## NOTEBOOK DESCRIPTION:

This notebook describe the way we tried to do dimensionality reduction on the bipartite graph using pyspark

In [20]:
import scipy
import json

import numpy as np

from scipy.sparse import dok_matrix
from pyspark import SparkContext, SparkConf
from pyspark.sql import SparkSession
from pyspark.ml.linalg import Vectors, SparseVector
from pyspark.ml.feature import PCA

In [2]:
conf = SparkConf().setMaster("local[4]").setAll([('spark.executor.memory', '4g'),('spark.driver.memory','16g'),('spark.driver.maxResultSize', '0')])

# create the session
spark = SparkSession.builder.config(conf=conf).getOrCreate()

# create the context
sc = spark.sparkContext

In [3]:
'''
Construct SparseVector bag-of-word for each row 

PARAMETERS:
    - row: the row of the sparse matrix being processed
    - S: the sparse matrix (the data)
RETURN:
    - The sparse vector representation of the row
'''
def get_dict_for_row(row, S):
    tmp_dict = {}
    for key, value in row:
        tmp_dict[key[1]] = value

    return SparseVector(S.shape[1], tmp_dict)

In [4]:
# Load data
print('Loading data...')
S = scipy.sparse.load_npz('/dlabdata1/youtube_large/jouven/final_embedding_sparse_matrix/sparse_matrix_bipartite.npz')


Loading data...


In [15]:
# Select features and channels to make the sparse matrice smaller in order to test that everything works before 
# running it into the pyspark cluster
features_relevant = np.arange(1000000)
channels_relevant = np.arange(100)

# Select videos
S = S[ :, features_relevant]


Process matrix ...


NameError: name 'S2' is not defined

In [16]:
all_data = []

print('Process matrix ...')
for i in range(S.shape[0]):

    if i % 20000 == 0:
        print(str(i) + ' channels processed...')

    all_data.append([i, get_dict_for_row(S.getrow(i).todok().items(), S)])
    
    
# Construct dataframe for PCA
all_df = spark.createDataFrame(all_data, ["channel_index", "features"])

Process matrix ...
0 channels processed...
20000 channels processed...
40000 channels processed...
60000 channels processed...
80000 channels processed...
100000 channels processed...
120000 channels processed...
140000 channels processed...

-=-=-

Tasks for this exercise:
**a.** In the dimensionality-reduction notebook, why is the sparse matrix cut down to a subset of features and channels? Answer in one to three sentences.
**b.** List every Spark configuration setting passed to setAll in the dimensionality-reduction notebook, along with the value given for each.
The material that comes next has no connection to the notebook above.

-=-=-

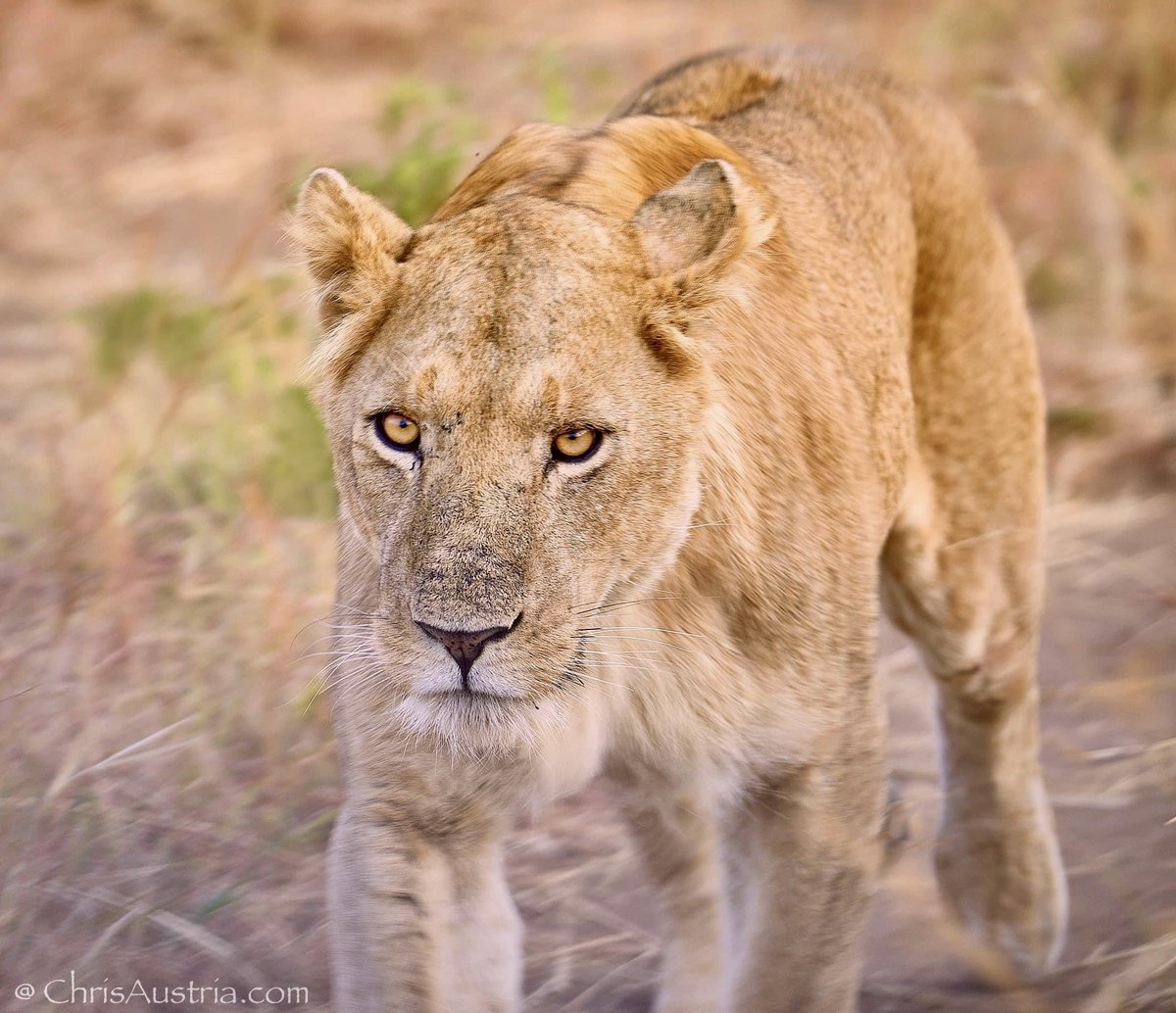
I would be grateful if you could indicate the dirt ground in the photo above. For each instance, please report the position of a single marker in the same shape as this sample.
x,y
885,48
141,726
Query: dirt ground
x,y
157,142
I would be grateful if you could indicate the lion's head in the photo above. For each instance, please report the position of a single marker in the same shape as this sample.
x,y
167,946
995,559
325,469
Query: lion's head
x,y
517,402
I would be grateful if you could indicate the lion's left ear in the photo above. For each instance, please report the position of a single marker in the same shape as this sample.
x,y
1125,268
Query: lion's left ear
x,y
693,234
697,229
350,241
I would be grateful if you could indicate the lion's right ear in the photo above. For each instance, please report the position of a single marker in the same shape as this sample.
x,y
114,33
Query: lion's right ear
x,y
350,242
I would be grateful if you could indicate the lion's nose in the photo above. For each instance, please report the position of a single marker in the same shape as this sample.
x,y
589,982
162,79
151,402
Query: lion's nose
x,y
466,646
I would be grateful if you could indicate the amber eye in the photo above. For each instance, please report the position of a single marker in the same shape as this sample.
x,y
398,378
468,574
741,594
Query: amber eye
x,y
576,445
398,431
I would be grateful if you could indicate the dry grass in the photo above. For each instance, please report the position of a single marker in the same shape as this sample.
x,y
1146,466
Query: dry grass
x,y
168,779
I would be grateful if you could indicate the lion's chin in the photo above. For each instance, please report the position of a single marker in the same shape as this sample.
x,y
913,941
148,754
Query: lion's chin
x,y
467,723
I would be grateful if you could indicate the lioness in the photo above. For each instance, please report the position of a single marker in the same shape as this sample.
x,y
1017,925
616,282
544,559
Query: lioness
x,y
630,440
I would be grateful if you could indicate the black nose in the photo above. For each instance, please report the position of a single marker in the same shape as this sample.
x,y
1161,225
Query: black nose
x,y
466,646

-=-=-

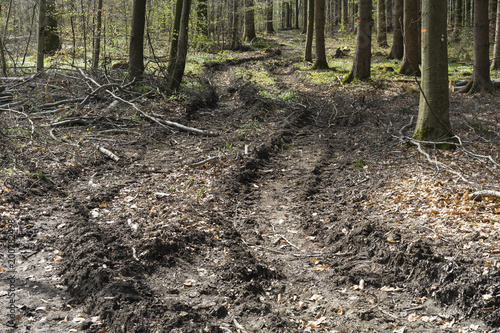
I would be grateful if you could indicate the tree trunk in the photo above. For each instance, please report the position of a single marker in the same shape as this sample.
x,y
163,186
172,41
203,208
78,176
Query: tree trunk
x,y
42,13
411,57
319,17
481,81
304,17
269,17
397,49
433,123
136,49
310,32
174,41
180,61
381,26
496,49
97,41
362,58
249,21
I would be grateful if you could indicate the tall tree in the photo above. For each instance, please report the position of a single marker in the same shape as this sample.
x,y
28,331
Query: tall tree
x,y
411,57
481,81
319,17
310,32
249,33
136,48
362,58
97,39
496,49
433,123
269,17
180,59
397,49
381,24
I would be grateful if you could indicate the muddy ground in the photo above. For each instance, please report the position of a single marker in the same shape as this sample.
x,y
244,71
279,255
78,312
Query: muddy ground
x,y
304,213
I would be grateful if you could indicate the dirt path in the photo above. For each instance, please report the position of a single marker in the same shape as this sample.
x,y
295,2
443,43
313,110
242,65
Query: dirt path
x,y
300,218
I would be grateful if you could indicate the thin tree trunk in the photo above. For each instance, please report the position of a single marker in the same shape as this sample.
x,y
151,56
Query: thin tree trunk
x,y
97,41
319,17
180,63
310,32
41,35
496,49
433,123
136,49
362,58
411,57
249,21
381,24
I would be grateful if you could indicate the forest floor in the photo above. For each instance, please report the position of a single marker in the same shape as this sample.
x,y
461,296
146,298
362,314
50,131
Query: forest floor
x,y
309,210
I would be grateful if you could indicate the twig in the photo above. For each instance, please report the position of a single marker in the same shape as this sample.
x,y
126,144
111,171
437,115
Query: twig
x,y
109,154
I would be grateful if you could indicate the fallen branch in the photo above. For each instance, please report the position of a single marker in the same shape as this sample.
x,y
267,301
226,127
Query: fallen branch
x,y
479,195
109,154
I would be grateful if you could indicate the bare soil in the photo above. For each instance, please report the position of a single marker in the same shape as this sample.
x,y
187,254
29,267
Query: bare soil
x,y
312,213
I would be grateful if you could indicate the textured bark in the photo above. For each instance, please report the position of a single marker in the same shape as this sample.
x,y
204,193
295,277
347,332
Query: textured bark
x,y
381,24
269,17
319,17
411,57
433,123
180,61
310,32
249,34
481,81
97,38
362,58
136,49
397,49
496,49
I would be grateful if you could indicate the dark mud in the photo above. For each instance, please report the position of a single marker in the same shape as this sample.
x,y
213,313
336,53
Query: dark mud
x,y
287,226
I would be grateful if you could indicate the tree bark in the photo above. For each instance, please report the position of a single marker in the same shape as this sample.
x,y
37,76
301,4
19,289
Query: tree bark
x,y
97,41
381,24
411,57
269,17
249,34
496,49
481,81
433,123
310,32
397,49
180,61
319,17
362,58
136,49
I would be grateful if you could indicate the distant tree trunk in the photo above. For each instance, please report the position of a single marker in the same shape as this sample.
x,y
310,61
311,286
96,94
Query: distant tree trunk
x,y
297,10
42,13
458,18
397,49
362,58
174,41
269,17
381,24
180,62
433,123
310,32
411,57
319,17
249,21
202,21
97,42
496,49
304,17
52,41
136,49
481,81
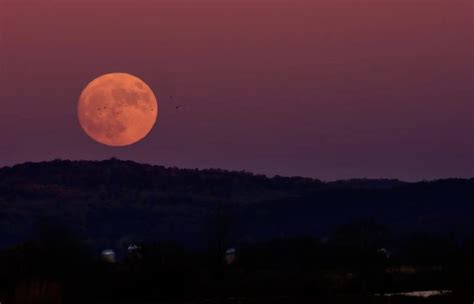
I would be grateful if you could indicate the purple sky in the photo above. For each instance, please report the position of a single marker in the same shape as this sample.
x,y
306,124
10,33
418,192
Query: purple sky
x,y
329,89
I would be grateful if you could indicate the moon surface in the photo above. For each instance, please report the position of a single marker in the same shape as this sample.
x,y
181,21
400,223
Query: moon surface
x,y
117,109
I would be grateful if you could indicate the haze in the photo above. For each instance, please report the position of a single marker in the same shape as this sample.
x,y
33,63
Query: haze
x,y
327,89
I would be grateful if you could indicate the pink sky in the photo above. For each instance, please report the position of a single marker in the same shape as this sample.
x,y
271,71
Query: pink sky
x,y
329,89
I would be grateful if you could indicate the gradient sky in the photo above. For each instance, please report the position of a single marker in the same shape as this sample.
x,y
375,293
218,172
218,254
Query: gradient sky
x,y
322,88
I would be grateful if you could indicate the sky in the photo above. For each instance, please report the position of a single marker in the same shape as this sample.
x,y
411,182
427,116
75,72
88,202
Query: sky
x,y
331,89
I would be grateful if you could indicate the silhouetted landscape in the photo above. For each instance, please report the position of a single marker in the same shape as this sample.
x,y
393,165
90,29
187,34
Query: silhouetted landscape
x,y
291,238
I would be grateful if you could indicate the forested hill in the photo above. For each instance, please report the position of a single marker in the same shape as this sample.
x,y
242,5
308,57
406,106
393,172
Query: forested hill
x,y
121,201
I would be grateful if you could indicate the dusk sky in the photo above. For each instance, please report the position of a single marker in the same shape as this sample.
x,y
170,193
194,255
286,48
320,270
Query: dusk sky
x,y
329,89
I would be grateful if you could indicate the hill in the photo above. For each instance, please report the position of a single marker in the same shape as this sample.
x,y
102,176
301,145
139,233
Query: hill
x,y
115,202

-=-=-

Answers to the exercise:
**a.** The matrix is made smaller so that everything can be tested before it is run on the pyspark cluster.

**b.**
- spark.executor.memory: 4g
- spark.driver.memory: 16g
- spark.driver.maxResultSize: 0